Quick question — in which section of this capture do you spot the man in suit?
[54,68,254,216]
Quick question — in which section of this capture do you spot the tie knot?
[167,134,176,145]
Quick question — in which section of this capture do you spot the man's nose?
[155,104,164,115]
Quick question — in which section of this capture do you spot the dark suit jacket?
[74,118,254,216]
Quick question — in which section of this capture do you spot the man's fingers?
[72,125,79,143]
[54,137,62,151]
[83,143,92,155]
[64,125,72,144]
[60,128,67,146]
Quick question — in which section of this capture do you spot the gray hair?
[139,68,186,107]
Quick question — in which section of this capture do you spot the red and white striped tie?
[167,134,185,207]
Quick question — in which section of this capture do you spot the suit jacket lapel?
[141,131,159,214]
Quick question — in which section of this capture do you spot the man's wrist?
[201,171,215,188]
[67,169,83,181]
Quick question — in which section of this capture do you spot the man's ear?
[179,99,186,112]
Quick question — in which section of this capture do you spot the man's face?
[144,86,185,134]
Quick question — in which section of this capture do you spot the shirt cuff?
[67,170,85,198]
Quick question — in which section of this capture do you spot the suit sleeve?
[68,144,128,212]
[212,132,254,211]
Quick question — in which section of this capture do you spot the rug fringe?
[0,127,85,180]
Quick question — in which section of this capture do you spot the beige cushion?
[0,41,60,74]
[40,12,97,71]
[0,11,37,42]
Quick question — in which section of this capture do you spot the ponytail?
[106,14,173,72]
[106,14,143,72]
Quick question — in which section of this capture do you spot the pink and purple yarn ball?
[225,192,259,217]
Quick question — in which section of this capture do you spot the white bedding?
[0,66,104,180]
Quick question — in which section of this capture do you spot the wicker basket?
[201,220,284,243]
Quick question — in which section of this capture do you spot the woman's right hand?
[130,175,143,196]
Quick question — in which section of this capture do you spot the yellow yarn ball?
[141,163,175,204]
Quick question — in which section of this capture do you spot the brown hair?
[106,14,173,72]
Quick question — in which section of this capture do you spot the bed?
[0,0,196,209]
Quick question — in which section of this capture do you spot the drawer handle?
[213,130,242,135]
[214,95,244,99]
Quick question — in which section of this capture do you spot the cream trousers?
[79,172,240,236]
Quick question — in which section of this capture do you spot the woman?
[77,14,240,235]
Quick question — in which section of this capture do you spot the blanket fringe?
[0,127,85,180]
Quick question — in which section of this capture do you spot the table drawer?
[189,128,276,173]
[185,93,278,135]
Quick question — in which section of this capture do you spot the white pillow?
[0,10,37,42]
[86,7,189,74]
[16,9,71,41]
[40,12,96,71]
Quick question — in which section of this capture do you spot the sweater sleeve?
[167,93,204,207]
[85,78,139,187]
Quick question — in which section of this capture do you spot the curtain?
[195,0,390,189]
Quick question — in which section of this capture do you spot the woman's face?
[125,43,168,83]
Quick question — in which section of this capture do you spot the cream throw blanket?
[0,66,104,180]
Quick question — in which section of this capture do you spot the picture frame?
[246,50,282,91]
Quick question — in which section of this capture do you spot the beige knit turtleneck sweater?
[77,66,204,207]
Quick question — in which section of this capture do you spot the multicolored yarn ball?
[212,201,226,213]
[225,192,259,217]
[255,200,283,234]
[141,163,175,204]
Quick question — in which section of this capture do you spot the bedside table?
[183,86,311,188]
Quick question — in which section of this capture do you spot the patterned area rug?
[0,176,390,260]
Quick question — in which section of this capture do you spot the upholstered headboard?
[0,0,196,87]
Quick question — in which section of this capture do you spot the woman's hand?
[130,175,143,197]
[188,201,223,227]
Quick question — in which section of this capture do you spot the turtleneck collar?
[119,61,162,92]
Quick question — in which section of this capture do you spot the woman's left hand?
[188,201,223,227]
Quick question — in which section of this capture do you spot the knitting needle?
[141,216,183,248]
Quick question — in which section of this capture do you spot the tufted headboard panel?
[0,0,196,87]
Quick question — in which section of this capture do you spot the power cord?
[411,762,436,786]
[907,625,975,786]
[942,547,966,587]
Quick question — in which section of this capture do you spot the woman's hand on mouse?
----
◆ What you should do ◆
Output every line of the listing above as a JSON list of strings, one string per line, and leave out any blank lines.

◆ Answer to the task ◆
[
  "Quick question — in which section of this capture do you spot the man in suit?",
  "[54,68,254,216]",
  "Quick question — in which section of this capture do you spot the tie knot?",
  "[167,134,176,145]",
  "Quick question — in which section of this capture do you spot the man's nose?",
  "[155,104,164,115]",
  "Quick question — in which section of this capture do you spot the dark suit jacket?",
  "[74,118,254,216]",
  "Quick question — in which section of this capture do you spot the man's fingers?",
  "[72,125,79,143]",
  "[54,137,62,151]",
  "[83,143,92,155]",
  "[64,125,72,144]",
  "[60,128,67,146]",
  "Quick question — in which section of this capture do you spot the gray hair?",
  "[139,68,186,107]",
  "Quick question — in which section of this capture do you spot the red and white striped tie?",
  "[167,134,185,207]",
  "Quick question — in which section of this capture do you spot the suit jacket lapel?",
  "[141,131,159,214]",
  "Quick question — in which section of this capture do you spot the man's wrist?",
  "[201,171,215,188]",
  "[67,169,83,181]",
  "Quick question — in which section of this capture do you spot the man's ear?",
  "[179,99,186,112]",
  "Quick question — in which section of this capture do you spot the man's face?",
  "[144,86,185,134]",
  "Quick question — in which section of this capture do you spot the shirt cuff?",
  "[67,170,85,198]",
  "Quick question — in which section of this capture do you spot the suit sleeve?",
  "[68,144,128,212]",
  "[212,132,254,211]",
  "Quick question — in which section of this capture do you spot the rug fringe?",
  "[0,127,85,180]",
  "Quick question — in which section of this capture do you spot the beige cushion?",
  "[0,41,60,74]",
  "[40,12,97,71]",
  "[0,11,37,42]",
  "Quick question — in which section of this capture do you spot the ponytail?",
  "[106,14,173,72]",
  "[106,14,143,72]",
  "Quick question — in which section of this capture do you spot the pink and purple yarn ball?",
  "[225,192,259,217]",
  "Quick question — in which section of this capture do you spot the white bedding?",
  "[0,66,104,180]",
  "Quick question — in which section of this capture do you spot the wicker basket?",
  "[201,220,284,243]",
  "Quick question — in which section of this capture do you spot the woman's right hand?",
  "[130,175,143,196]",
  "Quick question — in which section of this capture do you spot the yellow yarn ball?",
  "[141,163,175,204]",
  "Quick question — in which section of this capture do you spot the brown hair?",
  "[106,14,173,72]",
  "Quick question — in which section of this capture do you spot the bed?",
  "[0,0,196,209]",
  "Quick question — in which section of this capture do you spot the drawer handle?",
  "[213,130,242,135]",
  "[214,95,244,99]",
  "Quick question — in which section of this capture do you spot the cream trousers?",
  "[79,172,240,236]",
  "Quick question — in which section of this capture do you spot the woman?",
  "[77,14,240,235]",
  "Quick question — in which section of this capture do you spot the blanket fringe?",
  "[0,127,85,180]",
  "Quick question — in which section of this capture do you spot the table drawer?",
  "[189,128,276,173]",
  "[185,93,278,135]",
  "Quick question — in which section of this capture do you spot the white pillow?",
  "[0,10,37,42]",
  "[86,7,189,74]",
  "[16,9,71,41]",
  "[40,12,96,71]",
  "Quick question — in which section of this capture do you spot the sweater sleeve?",
  "[167,93,204,207]",
  "[85,78,139,187]",
  "Quick question — in which section of this capture do you spot the curtain?",
  "[195,0,390,189]",
  "Quick question — in which section of this capture do you spot the woman's face?",
  "[125,43,168,83]",
  "Quick question — in which section of this capture do you spot the cream throw blanket?",
  "[0,66,104,180]",
  "Quick question — in which section of this capture do you spot the picture frame?",
  "[246,50,282,91]",
  "Quick question — in which section of this capture do you spot the beige knit turtleneck sweater?",
  "[77,66,204,207]",
  "Quick question — in which section of this capture do you spot the multicolored yarn ball?",
  "[212,201,226,213]",
  "[225,192,259,217]",
  "[255,200,283,234]",
  "[141,163,175,204]",
  "Quick question — in which section of this capture do you spot the bedside table?",
  "[183,86,311,188]",
  "Quick question — in which section of this capture do you spot the patterned area rug?",
  "[0,176,390,260]",
  "Quick question — in which section of this capture do you spot the upholstered headboard?",
  "[0,0,196,87]",
  "Quick question — in which section of this capture do you spot the woman's hand?",
  "[130,175,143,197]",
  "[188,201,223,227]",
  "Quick question — in which section of this capture do you spot the turtleneck collar?",
  "[119,61,162,92]",
  "Quick question — in which section of this capture do you spot the woman's left hand?",
  "[188,201,223,227]",
  "Quick question — in which section of this capture do you spot the knitting needle?",
  "[141,216,183,248]",
  "Quick question — in which section of this capture do you spot the tufted headboard panel?",
  "[0,0,196,87]",
  "Quick question — in which section of this capture do you spot the power cord?",
  "[411,762,436,786]",
  "[907,625,975,786]",
  "[942,547,966,587]",
  "Quick question — in which section of this capture do you spot the woman's hand on mouse?"
]